From the passage about Binyavanga Wainaina, write out the part that opens with "Guitarist Eddie Grey" and closes with "Kwani? Trust edition.", swapping "acclaimed" for "celebrated".

■ **Passage shown**:
-- Begin --
Guitarist Eddie Grey (left) and Boaz on the nyatiti perform during a memorial service for author Binyavanga Wainaina at the National Museums of Kenya in Nairobi on May 30, 2019. PHOTO | FRANCIS NDERITU | NATION MEDIA GROUP

What you need to know:

  • As Wainaina bows off the stage, two of the most acclaimed East African writers, internationally, today are Ugandan Jennifer Nansubuga Makumbi and Kenyan Yvonne Adhiambo Owuor.
  • They are both patently, and by their own grateful admission, “products” of Kwani? and Wainaina’s own personal interaction with them.

  • Indeed, both my copies of Kintu, Makumbi’s epic tale that won her the US $165,00 (Sh16.5m) Campbell Prize last year, are of the original Kwani? Trust edition.

Kwani (you mean) you hadn’t heard of his death?” This is what many of you have been asking since you noticed that I had not mentioned Binyavanga Wainaina in my column. I certainly had not heard, as our colleague expired late on Tuesday night and I did not get the tragic news until Wednesday morning, long after I had filed my story.

PERSONAL THINGS
I had, however, coincidentally mentioned the Kwani Trust, in connection with Jennifer Makumbi, who had just launched her new book, Manchester Happened, in Nairobi before proceeding to Kampala’s International Writers Conference. We will return to the connection presently.
-- End --
■ **Dataset entries**:
-- Begin --
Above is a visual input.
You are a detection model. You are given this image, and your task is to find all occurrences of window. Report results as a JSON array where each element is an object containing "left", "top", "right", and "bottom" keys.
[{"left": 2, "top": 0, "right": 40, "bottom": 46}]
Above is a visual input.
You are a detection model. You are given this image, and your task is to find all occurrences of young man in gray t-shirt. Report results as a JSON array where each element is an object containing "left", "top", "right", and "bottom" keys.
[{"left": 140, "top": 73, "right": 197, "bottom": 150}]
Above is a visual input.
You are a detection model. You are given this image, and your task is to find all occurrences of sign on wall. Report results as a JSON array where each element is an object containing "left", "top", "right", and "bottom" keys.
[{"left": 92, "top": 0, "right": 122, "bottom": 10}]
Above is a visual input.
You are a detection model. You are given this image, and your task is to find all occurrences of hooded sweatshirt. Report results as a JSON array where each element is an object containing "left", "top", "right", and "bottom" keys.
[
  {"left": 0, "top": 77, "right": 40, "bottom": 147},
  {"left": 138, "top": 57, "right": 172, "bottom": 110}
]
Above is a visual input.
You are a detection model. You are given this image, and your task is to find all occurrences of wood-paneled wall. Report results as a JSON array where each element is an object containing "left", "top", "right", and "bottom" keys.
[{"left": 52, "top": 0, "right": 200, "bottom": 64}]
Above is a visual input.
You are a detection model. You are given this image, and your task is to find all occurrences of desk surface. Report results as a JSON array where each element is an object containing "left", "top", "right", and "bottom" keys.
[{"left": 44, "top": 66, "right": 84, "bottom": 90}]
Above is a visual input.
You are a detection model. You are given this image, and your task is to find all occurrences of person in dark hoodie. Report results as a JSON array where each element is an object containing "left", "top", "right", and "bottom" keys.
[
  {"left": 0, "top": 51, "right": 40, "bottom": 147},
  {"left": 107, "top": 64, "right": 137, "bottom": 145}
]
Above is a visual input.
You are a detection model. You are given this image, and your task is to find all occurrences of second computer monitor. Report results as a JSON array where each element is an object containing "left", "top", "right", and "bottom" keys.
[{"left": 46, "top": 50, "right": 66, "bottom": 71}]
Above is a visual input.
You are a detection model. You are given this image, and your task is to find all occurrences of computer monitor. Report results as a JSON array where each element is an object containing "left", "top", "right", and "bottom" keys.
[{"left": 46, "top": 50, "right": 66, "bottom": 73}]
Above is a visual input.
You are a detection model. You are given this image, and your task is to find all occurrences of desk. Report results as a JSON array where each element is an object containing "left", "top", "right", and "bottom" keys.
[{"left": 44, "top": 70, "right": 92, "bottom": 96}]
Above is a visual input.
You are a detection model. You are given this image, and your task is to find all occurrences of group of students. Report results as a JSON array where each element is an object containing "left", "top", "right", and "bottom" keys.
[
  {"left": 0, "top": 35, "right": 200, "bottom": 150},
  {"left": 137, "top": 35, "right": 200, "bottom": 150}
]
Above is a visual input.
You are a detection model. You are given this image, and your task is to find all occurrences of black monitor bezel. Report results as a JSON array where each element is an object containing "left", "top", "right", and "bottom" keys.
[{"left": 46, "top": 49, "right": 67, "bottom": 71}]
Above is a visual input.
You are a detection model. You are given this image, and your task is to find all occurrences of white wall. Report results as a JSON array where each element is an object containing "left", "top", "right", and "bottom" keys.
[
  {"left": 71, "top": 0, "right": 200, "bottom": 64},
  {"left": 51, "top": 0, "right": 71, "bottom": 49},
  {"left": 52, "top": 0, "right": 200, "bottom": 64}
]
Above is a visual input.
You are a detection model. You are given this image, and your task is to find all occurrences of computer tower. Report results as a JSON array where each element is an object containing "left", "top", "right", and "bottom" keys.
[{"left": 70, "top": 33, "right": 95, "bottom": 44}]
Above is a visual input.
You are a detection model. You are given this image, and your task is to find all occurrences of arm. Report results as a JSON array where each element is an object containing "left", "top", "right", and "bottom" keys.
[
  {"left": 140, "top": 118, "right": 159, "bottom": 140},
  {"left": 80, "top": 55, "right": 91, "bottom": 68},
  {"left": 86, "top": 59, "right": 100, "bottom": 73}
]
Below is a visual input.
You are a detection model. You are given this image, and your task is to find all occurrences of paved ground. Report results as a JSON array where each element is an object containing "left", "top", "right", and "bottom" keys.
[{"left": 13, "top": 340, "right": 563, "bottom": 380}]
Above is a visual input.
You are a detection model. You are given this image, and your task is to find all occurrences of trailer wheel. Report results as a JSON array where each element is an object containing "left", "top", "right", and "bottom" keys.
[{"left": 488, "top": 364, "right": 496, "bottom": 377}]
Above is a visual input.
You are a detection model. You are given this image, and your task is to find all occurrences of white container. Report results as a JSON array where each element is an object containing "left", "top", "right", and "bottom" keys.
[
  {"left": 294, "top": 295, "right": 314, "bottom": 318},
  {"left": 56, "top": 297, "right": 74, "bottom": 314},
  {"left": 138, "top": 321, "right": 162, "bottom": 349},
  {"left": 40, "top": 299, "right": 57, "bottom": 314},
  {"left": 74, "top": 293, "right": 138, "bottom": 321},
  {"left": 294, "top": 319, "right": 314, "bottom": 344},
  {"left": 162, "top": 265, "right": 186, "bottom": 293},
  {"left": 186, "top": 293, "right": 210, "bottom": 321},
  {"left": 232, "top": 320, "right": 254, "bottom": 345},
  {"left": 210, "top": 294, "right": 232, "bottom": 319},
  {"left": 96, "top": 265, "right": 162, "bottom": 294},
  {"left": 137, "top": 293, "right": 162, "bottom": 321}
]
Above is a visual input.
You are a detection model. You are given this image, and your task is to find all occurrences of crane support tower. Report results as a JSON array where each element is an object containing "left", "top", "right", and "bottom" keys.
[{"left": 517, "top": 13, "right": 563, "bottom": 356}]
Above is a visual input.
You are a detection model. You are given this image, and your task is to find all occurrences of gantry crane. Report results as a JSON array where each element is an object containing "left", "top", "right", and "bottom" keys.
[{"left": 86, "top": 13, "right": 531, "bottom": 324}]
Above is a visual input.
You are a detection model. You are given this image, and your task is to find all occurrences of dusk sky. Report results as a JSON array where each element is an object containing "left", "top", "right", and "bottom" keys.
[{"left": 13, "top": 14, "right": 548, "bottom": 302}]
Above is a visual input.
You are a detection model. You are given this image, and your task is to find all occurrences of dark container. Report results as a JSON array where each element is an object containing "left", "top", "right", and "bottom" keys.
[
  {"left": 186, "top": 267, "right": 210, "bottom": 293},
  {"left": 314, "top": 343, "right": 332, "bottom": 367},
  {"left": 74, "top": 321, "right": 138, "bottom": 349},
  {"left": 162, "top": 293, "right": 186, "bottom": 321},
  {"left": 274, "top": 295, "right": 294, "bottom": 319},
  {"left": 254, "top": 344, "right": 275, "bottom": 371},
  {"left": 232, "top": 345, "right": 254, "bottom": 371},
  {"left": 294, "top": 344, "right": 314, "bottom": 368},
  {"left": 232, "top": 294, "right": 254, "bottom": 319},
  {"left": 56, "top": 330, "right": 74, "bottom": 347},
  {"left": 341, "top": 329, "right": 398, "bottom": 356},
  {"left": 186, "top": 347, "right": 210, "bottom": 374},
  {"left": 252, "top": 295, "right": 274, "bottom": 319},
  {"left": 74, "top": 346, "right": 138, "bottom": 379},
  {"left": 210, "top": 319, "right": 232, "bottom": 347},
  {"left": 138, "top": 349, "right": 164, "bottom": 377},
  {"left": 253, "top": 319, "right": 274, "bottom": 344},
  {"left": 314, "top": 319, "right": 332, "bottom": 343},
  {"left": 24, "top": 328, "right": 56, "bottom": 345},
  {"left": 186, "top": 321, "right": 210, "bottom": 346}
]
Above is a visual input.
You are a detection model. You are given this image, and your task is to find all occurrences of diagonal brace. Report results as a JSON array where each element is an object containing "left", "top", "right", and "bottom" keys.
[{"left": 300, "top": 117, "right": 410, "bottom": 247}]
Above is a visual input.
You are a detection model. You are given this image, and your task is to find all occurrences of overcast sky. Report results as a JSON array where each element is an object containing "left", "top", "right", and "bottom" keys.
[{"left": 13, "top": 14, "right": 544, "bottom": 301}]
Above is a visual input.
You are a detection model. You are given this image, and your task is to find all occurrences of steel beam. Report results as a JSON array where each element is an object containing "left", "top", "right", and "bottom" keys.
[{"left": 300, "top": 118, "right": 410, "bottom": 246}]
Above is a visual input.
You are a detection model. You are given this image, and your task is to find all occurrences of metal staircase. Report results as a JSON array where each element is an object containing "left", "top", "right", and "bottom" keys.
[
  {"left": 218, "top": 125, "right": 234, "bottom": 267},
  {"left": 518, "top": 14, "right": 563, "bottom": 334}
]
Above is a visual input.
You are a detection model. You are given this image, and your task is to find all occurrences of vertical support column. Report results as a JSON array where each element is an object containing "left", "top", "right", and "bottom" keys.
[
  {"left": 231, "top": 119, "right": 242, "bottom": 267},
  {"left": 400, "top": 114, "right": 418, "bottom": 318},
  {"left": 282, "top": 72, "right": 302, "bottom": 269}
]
-- End --
■ **Completed exercise**:
Guitarist Eddie Grey (left) and Boaz on the nyatiti perform during a memorial service for author Binyavanga Wainaina at the National Museums of Kenya in Nairobi on May 30, 2019. PHOTO | FRANCIS NDERITU | NATION MEDIA GROUP

What you need to know:

  • As Wainaina bows off the stage, two of the most celebrated East African writers, internationally, today are Ugandan Jennifer Nansubuga Makumbi and Kenyan Yvonne Adhiambo Owuor.
  • They are both patently, and by their own grateful admission, “products” of Kwani? and Wainaina’s own personal interaction with them.

  • Indeed, both my copies of Kintu, Makumbi’s epic tale that won her the US $165,00 (Sh16.5m) Campbell Prize last year, are of the original Kwani? Trust edition.